What you are asked to do »
Turn the records below into a Markdown table with columns "No." and "Entry". Start at the line that contains "In this picture, where can the metal ladder" and end at the line that contains "point(648, 1185)". Number each line and leave out any blank lines.

* Start Data rows *

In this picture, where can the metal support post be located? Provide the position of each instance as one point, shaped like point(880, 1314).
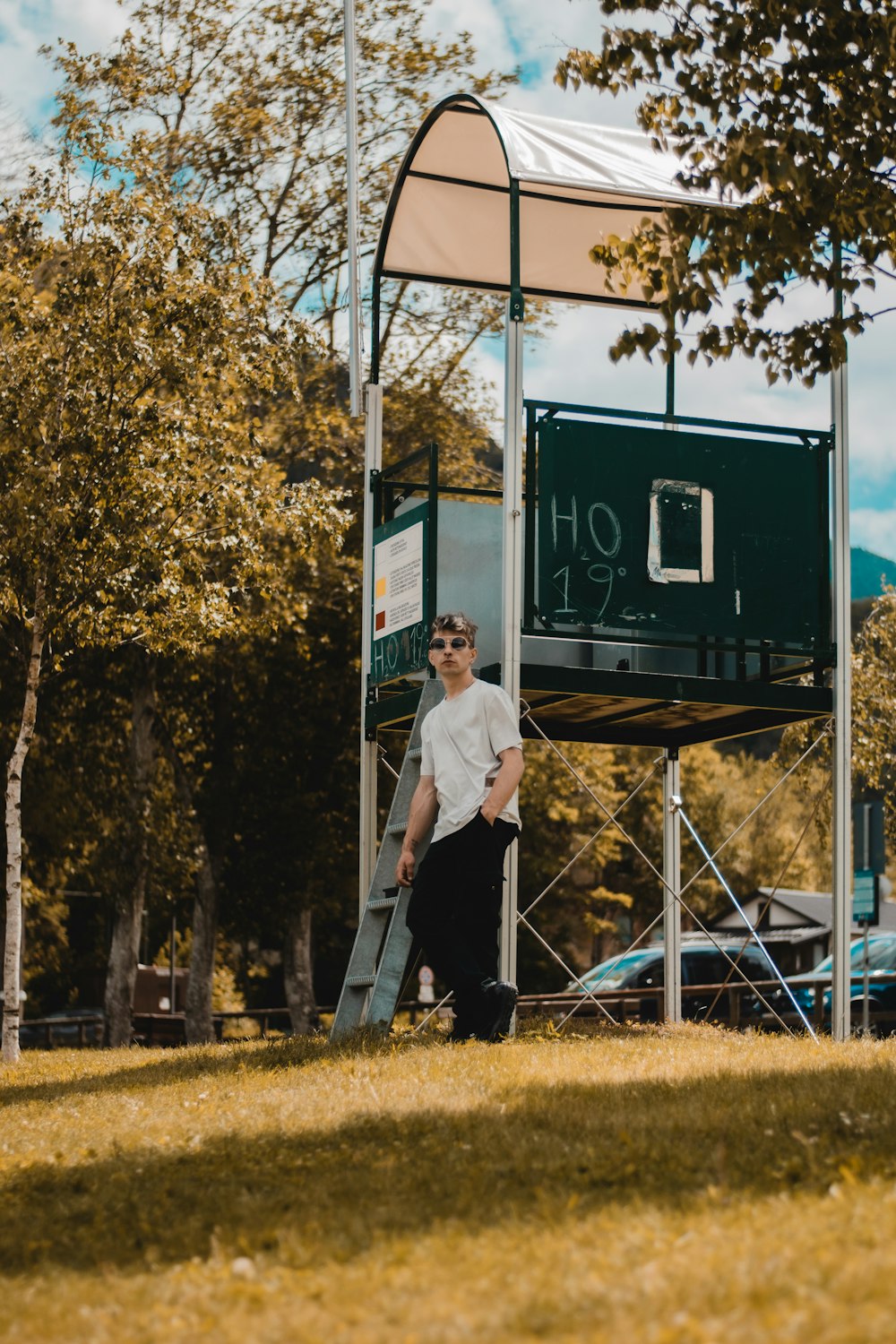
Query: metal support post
point(842, 866)
point(367, 809)
point(351, 172)
point(512, 588)
point(672, 879)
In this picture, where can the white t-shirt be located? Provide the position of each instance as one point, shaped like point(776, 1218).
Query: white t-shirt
point(460, 741)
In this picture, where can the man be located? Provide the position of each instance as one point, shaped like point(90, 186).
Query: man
point(470, 766)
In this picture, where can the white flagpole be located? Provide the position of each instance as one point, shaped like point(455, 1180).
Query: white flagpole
point(351, 168)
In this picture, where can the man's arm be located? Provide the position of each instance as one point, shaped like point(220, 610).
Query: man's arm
point(505, 784)
point(419, 819)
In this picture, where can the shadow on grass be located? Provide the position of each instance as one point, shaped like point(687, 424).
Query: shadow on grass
point(538, 1152)
point(142, 1070)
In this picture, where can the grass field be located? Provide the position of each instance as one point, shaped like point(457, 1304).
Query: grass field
point(661, 1185)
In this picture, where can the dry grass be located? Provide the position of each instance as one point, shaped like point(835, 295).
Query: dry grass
point(645, 1185)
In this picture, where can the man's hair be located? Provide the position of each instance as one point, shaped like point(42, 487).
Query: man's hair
point(455, 621)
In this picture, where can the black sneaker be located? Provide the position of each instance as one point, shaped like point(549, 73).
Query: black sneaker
point(500, 1002)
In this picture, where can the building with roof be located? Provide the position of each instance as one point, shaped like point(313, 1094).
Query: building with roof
point(796, 925)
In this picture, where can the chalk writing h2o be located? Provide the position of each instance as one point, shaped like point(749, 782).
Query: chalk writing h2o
point(606, 537)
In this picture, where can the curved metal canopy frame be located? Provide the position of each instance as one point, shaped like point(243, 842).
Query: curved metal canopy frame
point(487, 198)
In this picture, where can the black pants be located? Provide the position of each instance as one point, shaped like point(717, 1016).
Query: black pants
point(455, 910)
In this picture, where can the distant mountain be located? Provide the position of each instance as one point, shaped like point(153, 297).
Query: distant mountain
point(868, 573)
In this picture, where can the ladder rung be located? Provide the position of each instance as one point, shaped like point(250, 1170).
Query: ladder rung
point(382, 903)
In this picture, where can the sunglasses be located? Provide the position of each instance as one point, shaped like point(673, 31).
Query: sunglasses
point(457, 642)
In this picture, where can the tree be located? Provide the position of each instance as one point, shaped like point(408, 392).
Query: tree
point(244, 105)
point(788, 110)
point(136, 504)
point(242, 108)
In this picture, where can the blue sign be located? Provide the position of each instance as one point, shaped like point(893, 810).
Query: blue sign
point(864, 897)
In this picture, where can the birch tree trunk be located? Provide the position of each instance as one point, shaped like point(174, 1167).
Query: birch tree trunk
point(124, 954)
point(212, 835)
point(297, 973)
point(199, 1026)
point(13, 948)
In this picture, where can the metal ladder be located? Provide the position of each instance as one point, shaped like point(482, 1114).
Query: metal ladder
point(383, 941)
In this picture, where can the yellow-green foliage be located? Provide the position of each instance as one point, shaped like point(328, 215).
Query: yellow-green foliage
point(648, 1185)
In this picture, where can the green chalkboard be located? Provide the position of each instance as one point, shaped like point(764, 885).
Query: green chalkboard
point(681, 534)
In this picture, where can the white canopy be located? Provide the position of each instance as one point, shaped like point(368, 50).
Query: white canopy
point(449, 217)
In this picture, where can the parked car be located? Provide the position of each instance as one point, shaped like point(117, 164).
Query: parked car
point(702, 964)
point(882, 996)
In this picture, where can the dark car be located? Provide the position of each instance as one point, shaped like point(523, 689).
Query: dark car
point(882, 992)
point(702, 964)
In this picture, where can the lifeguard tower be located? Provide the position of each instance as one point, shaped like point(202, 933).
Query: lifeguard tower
point(641, 577)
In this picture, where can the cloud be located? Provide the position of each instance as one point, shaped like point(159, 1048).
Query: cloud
point(874, 530)
point(27, 78)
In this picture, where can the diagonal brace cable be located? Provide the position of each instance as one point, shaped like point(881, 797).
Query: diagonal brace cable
point(745, 917)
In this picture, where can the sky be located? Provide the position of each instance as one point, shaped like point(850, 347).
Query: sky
point(570, 362)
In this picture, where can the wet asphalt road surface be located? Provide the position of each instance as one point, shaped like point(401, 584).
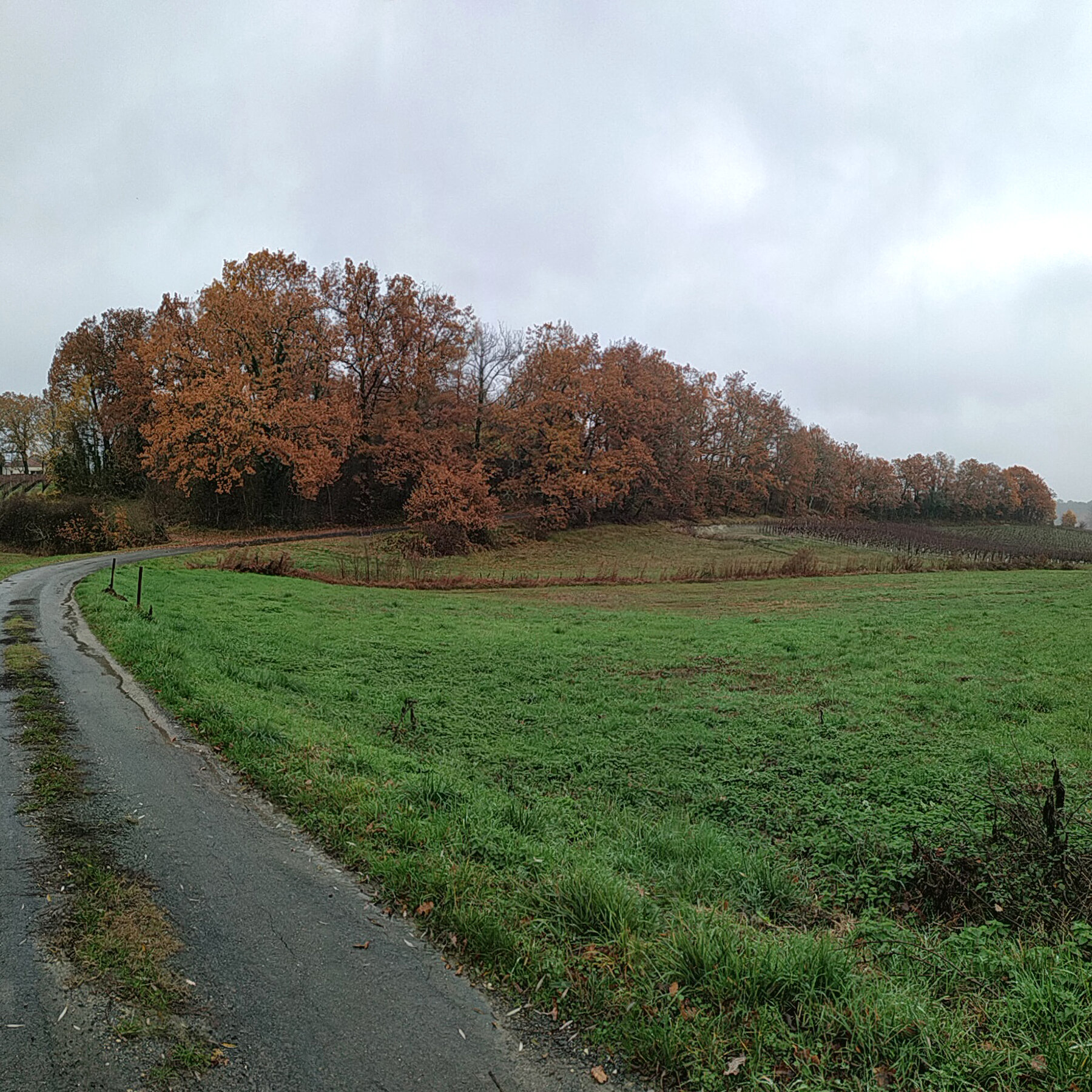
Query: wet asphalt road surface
point(270, 925)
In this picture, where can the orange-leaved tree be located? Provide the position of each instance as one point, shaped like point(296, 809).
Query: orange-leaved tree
point(245, 399)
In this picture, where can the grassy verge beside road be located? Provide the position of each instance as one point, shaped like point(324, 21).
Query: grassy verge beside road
point(704, 823)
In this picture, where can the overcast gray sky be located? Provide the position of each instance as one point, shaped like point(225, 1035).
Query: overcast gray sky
point(884, 210)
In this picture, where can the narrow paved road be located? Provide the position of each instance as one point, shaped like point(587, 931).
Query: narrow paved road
point(272, 928)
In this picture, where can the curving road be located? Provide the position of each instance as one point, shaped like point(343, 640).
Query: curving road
point(272, 928)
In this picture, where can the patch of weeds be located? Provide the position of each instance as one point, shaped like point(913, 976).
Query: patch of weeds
point(186, 1059)
point(22, 658)
point(1029, 864)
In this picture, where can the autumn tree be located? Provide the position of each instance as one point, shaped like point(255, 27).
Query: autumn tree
point(453, 506)
point(1033, 502)
point(22, 426)
point(405, 348)
point(491, 354)
point(740, 446)
point(98, 443)
point(245, 399)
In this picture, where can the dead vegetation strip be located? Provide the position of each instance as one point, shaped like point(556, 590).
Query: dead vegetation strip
point(105, 922)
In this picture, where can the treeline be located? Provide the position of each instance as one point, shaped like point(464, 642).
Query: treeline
point(280, 394)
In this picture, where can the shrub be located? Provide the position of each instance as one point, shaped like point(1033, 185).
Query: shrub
point(75, 525)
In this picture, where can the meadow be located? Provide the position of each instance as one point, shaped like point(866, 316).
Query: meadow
point(747, 834)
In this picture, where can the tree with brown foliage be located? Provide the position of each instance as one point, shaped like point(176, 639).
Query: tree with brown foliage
point(405, 348)
point(244, 397)
point(22, 426)
point(99, 445)
point(1033, 500)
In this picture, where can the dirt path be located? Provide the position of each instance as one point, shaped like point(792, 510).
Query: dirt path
point(273, 931)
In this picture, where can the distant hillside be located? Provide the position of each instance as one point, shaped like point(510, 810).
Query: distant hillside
point(1082, 509)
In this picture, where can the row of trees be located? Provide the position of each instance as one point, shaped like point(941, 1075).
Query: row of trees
point(278, 393)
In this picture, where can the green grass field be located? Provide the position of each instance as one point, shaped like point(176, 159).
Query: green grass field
point(655, 551)
point(16, 562)
point(685, 815)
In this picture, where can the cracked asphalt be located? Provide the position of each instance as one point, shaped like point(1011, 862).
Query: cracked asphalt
point(271, 926)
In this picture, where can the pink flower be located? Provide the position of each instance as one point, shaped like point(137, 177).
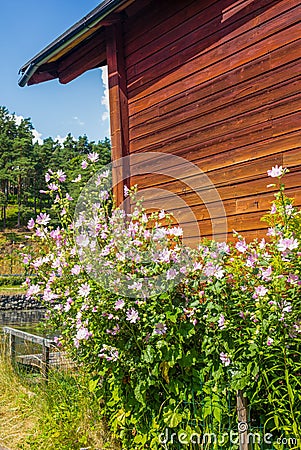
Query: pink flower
point(119, 304)
point(292, 278)
point(82, 240)
point(77, 179)
point(221, 322)
point(137, 286)
point(83, 333)
point(260, 291)
point(26, 259)
point(43, 219)
point(162, 214)
point(176, 231)
point(160, 328)
point(30, 224)
point(266, 273)
point(241, 246)
point(34, 289)
point(52, 187)
point(171, 274)
point(84, 290)
point(126, 191)
point(287, 244)
point(61, 176)
point(56, 234)
point(132, 315)
point(197, 266)
point(270, 341)
point(75, 270)
point(273, 209)
point(93, 157)
point(276, 172)
point(225, 359)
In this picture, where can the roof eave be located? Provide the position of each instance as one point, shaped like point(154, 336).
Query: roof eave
point(79, 29)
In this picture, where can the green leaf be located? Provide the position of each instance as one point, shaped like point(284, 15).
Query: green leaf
point(172, 418)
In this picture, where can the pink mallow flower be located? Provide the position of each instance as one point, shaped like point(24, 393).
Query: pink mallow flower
point(31, 224)
point(52, 187)
point(76, 269)
point(83, 334)
point(119, 304)
point(270, 341)
point(225, 359)
point(43, 219)
point(221, 322)
point(260, 291)
point(287, 244)
point(93, 157)
point(160, 328)
point(61, 176)
point(276, 171)
point(84, 290)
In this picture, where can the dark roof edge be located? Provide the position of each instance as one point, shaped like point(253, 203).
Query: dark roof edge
point(96, 15)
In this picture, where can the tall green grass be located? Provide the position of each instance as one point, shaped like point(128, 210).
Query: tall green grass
point(60, 414)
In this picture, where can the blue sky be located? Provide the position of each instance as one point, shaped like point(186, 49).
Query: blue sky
point(26, 27)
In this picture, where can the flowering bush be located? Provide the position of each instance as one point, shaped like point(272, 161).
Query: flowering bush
point(170, 334)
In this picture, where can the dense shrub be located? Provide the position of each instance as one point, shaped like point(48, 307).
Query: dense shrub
point(170, 334)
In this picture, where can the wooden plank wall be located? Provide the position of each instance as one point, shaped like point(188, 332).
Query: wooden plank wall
point(218, 83)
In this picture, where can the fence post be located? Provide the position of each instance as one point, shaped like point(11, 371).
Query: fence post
point(242, 416)
point(12, 346)
point(45, 361)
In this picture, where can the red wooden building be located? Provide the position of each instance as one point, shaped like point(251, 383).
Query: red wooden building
point(216, 82)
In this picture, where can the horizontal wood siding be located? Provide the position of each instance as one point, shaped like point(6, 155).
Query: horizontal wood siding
point(217, 83)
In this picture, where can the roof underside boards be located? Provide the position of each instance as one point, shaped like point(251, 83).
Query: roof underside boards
point(61, 58)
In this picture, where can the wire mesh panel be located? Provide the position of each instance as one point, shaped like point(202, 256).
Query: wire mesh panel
point(211, 423)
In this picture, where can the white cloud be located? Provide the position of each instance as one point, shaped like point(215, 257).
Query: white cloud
point(60, 139)
point(37, 137)
point(80, 122)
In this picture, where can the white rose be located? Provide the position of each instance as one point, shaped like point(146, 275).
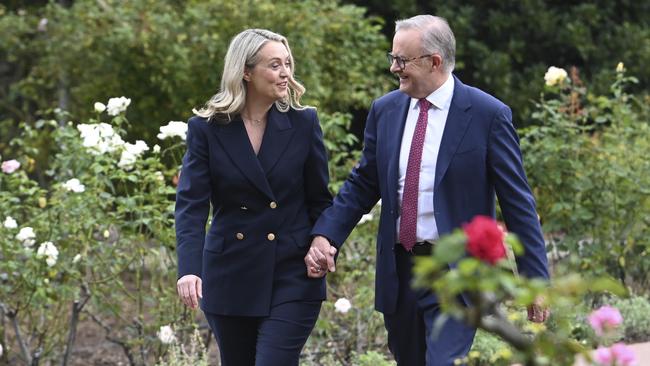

* End Data rows *

Solution to the problem »
| No. | Entry |
|---|---|
| 1 | In this picture, where can the metal ladder be located? Provide the position of each instance as one point, shaped like point(482, 1114). |
| 2 | Query: metal ladder |
| 3 | point(383, 941) |
| 4 | In this picture, where can the yellow-green foliage be located? Provide the position of each instance as one point, shaped like point(328, 215). |
| 5 | Query: yellow-green foliage |
| 6 | point(648, 1185) |